[START OF GIVEN DATA]

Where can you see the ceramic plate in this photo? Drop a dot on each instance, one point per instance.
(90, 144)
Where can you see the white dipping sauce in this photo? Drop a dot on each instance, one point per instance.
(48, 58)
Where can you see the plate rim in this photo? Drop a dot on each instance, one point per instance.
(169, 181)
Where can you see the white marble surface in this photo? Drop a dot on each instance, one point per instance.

[END OF GIVEN DATA]
[START OF GIVEN DATA]

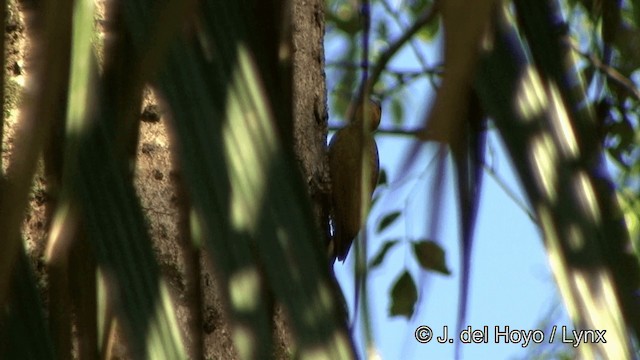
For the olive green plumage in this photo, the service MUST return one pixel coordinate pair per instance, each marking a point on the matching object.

[END OF GIVEN DATA]

## TASK
Show every line of the entries above that contains the word "plate".

## RESULT OF THE TASK
Where can you see the ceramic plate in this photo? Drop a dot on each instance, one point per instance.
Where can you see the plate rim in this photo? Drop a dot on each instance, one point per instance.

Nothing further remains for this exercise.